## Exercise material

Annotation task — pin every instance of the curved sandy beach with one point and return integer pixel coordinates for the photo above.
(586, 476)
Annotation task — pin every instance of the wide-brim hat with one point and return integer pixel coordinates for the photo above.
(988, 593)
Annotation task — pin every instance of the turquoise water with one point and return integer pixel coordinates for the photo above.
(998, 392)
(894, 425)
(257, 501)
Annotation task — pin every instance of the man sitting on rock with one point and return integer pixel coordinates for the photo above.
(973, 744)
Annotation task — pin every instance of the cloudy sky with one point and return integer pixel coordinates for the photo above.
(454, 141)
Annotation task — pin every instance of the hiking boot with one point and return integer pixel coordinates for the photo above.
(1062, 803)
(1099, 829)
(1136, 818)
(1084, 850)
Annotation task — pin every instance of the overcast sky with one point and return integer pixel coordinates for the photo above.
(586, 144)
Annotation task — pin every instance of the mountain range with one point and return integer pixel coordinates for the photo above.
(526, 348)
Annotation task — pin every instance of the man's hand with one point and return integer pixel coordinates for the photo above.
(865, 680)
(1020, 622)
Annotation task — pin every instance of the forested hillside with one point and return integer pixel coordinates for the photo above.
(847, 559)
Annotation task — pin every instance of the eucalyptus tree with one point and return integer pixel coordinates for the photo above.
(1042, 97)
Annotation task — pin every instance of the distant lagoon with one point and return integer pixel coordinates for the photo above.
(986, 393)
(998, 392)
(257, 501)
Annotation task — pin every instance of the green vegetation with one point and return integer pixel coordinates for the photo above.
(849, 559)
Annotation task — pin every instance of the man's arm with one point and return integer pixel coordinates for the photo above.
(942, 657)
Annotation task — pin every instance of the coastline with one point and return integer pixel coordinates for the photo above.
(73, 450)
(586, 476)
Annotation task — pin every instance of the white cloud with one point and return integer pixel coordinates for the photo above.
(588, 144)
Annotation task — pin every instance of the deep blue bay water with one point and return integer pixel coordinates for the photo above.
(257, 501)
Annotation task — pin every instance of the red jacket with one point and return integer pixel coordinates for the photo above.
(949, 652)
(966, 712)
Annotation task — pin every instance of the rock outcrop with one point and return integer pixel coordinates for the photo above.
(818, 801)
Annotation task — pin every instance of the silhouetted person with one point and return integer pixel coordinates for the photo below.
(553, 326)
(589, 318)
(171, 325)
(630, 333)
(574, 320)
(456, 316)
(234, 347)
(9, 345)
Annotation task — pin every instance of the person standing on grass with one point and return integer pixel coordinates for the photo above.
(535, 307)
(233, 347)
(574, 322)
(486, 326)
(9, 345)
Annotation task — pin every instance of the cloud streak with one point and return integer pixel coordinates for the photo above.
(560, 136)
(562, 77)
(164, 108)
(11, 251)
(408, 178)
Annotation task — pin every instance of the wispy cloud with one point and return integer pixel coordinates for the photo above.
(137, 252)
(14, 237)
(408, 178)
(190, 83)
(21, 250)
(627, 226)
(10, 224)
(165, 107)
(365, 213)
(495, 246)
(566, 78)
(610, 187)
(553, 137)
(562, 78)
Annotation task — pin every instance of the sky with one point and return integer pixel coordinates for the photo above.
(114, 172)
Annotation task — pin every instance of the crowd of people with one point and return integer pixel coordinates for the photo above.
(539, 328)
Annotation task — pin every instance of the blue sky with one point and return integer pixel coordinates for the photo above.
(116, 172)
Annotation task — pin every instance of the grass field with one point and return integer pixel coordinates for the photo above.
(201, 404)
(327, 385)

## Required work
Quote every line above verbatim, from the first through the last.

## Written answer
Annotation task — pin every instance of the curved sandy beach with one point and return integer pixel coordinates for the photo above.
(586, 476)
Annotation task — pin every instance of the wide-brim hat with one point and return integer pixel coordinates for the photo above.
(988, 593)
Annotation task — pin every instance of the turquoise water with one point and return integer pixel coordinates for the photo above.
(998, 392)
(894, 425)
(257, 501)
Annotation task — pin every instance of the man sitting on rock with one point and return integer pixel coordinates for the photo above.
(973, 744)
Annotation task — pin every instance of the cloudy sky with one point and return integer pixel coordinates for the photo above.
(454, 141)
Annotation task — pin every instance of the hiking boot with one point and return integer pixel coordinates for the photo above.
(1062, 803)
(1099, 829)
(1136, 818)
(1084, 850)
Annotation task — pin every instance of the overcast sky with one point and return integer pixel coordinates for the photo above.
(586, 144)
Annotation task — pin every instance of the mountain range with one point and return integer pixel coordinates for the photo above.
(526, 348)
Annotation task — pin every instance of the man's hand with one point and return integer pixel coordinates for the photo above.
(865, 680)
(1020, 622)
Annotation task — pin every instance of the forested hillside with one point and return integer pixel coordinates for the photo above.
(847, 559)
Annotation task — pin every instance of the eucalyptus tree with one point and return integer pixel coordinates for the photo above.
(1042, 97)
Annotation task — pin every instance of the distant lagoon with one point and return integer pixel coordinates for the photo above.
(986, 393)
(998, 392)
(257, 501)
Annotation task — pin every instance of the green vegetation with one point and return integer pixel coordinates for the photo above.
(849, 559)
Annotation task — pin every instance of the man's arm with one point and return integer pixel coordinates for the photo above.
(942, 657)
Annotation task — pin every instance of the coastline with one point and return integer pixel coordinates for the photo above.
(73, 450)
(586, 476)
Annotation task — pin every instance of the white cloud with one point and return integer pixel coordinates for the photo above.
(588, 144)
Annotation task — pin every instance of the deep blue bay water with one point and return integer pixel coordinates for the photo above.
(257, 501)
Annotation task — pin every instance of the red jacket with one point and return integer pixel coordinates for the photo above.
(949, 652)
(966, 712)
Annotation task — pin every instance of the rock outcrop with one point and return integer pixel coordinates for the photo above.
(818, 801)
Annotation task — pin every instance of the silhouetted person with one point and return integer pixel coordinates for the photo below.
(553, 326)
(589, 318)
(171, 325)
(630, 333)
(574, 320)
(456, 316)
(234, 347)
(9, 345)
Annotation task — pin every instance of the person standing on grass with one point and return integer pixel coordinates for the photo above.
(535, 307)
(233, 347)
(574, 322)
(486, 326)
(9, 345)
Annotation task — pin every instance of the cloud streak with one point and return integer pixel coordinates for the photo above.
(560, 136)
(562, 77)
(164, 108)
(11, 251)
(408, 178)
Annotation task — pin every instance of the wispy cloud with one point and return integer pixel coordinates for the photo above.
(137, 252)
(14, 237)
(408, 178)
(190, 83)
(21, 250)
(627, 226)
(10, 224)
(165, 107)
(365, 213)
(495, 246)
(566, 78)
(610, 187)
(553, 137)
(562, 78)
Annotation task — pin every instance of the sky with one point and return integer pixel coordinates for the photo above.
(114, 172)
Annotation task — pin every instance of the crowd of people with one point and return integer pixel coordinates for the photo above.
(539, 328)
Annotation task — pin every instance of the blue sky with one point and return integer pixel coordinates for the photo above.
(116, 172)
Annotation task — pin every instance of the grass field with one point and return integer pixel coordinates for the photo above.
(201, 404)
(327, 385)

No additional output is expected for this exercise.